- [Input data]:

------------------------------------

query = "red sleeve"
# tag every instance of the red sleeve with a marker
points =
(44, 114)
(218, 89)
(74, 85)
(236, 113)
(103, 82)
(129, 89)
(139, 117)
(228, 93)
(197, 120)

------------------------------------

- [What the task asks]:
Number of lines holding the word "sleeve" in the material: give this value and nothing more.

- [Exercise output]:
2